**Provided passage:**
"""

Re: Proposed W3C Community Group for Schema.org

Update: the group has been approved and created:
https://www.w3.org/community/schemaorg/

Do please join up if you're interested in the finer detail of
schema.org collaboration. We'll continue to to make heavy use of
Github for issue tracking (i.e.
https://github.com/schemaorg/schemaorg/issues ) and will also keep
public-vocabs in-the-loop, but once the new extensions model is
implemented (next week or so) I suggest using the Community Group as
the default schema.org mailing list rather than public-vocabs.

As a reminder the next release of schema.org is codenamed sdo-gozer,
and the list of issues (63 open) currently tagged against it is at
https://github.com/schemaorg/schemaorg/issues?q=is%3Aopen+is%3Aissue+milestone%3A%22sdo-gozer+release%22

We'll probably push a few of those open issues off into a subsequent
release so if you've opinions on the urgency or best resolution for
any of the issues listed, do jump in right away via Github.

cheers,

Dan

On 31 March 2015 at 19:00, Dan Brickley <danbri@google.com> wrote:
> A quick note about a proposed Community Group for Schema.org at W3C,
> and its relationship with this list.
>
> The public-vocabs list is nearly 4(!) years old already. Since late
> 2011 it has been framed as the mailing list for W3C's "Web Schemas"

"""

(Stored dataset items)
"""

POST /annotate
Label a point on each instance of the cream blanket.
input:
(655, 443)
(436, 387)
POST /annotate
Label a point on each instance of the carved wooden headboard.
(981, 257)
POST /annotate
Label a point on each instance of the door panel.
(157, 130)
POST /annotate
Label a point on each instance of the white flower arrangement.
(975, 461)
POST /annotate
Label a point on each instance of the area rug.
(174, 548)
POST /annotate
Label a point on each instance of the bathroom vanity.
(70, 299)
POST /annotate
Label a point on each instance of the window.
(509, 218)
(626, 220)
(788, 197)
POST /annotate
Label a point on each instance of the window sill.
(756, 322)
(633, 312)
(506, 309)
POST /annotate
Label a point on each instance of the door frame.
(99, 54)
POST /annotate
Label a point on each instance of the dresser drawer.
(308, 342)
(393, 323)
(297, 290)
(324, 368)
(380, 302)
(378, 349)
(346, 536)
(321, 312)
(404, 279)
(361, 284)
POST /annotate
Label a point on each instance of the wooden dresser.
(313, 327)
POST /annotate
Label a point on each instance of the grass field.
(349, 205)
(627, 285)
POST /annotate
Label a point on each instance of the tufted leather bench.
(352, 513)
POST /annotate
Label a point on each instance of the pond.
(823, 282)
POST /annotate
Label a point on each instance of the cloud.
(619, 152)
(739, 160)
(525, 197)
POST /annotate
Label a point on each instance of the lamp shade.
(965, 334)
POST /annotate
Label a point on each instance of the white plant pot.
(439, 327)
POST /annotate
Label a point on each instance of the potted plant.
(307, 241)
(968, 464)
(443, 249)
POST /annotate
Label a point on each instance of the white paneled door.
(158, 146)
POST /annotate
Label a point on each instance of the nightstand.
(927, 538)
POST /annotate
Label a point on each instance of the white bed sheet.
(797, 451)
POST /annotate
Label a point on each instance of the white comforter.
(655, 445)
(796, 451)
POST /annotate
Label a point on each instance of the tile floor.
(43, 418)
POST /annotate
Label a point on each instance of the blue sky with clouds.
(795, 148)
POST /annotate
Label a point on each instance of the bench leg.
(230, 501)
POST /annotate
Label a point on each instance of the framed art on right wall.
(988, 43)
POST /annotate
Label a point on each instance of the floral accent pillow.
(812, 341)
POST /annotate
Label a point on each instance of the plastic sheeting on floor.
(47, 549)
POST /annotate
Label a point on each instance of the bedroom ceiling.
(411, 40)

"""

**Exercises to complete:**
(1) Return the text of the Schema.org Community Group message between "Re: Proposed W3C" and "rather than public-vocabs.", inclusive.
(2) According to the Schema.org Community Group message, what is the codename of the next schema.org release?
(3) Extend the Schema.org Community Group message from the point where it stops.

**Outputs by task:**
(1)
Re: Proposed W3C Community Group for Schema.org

Update: the group has been approved and created:
https://www.w3.org/community/schemaorg/

Do please join up if you're interested in the finer detail of
schema.org collaboration. We'll continue to to make heavy use of
Github for issue tracking (i.e.
https://github.com/schemaorg/schemaorg/issues ) and will also keep
public-vocabs in-the-loop, but once the new extensions model is
implemented (next week or so) I suggest using the Community Group as
the default schema.org mailing list rather than public-vocabs.

(2) sdo-gozer

(3)
> task force of the Semantic Web Interest Group (charter at
> http://www.w3.org/2001/sw/interest/webschema.html).
>
> During these last years those of us in the schema.org project have
> used the Web Schemas group and the public-vocabs@w3.org list as the
> primary list for day-to-day schema.org discussions. We have
> experimented with various collaboration mechanisms during that time,
> most recently by moving to an opensource codebase and extensive use of
> Github [1]. As we prepare to launch the recently announced extensions
> mechanism [2] we have realised that there is a need for a more
> dedicated Schema.org-specific forum that can be used to coordinate and
> discuss schema.org extensions.
>
> Therefore I have just filed a proposal for a new W3C "Schema.org
> Community Group", described as follows:
>
> "The Schema.org Community Group provides a forum for discussing all
> changes, additions and extensions to schema.org. In addition to
> providing a public setting for the day to day operation of the
> project, it serves as the mechanism for reviewing extensions and as a
> liaison point for all parties developing independent extensions to the
> schema.org core."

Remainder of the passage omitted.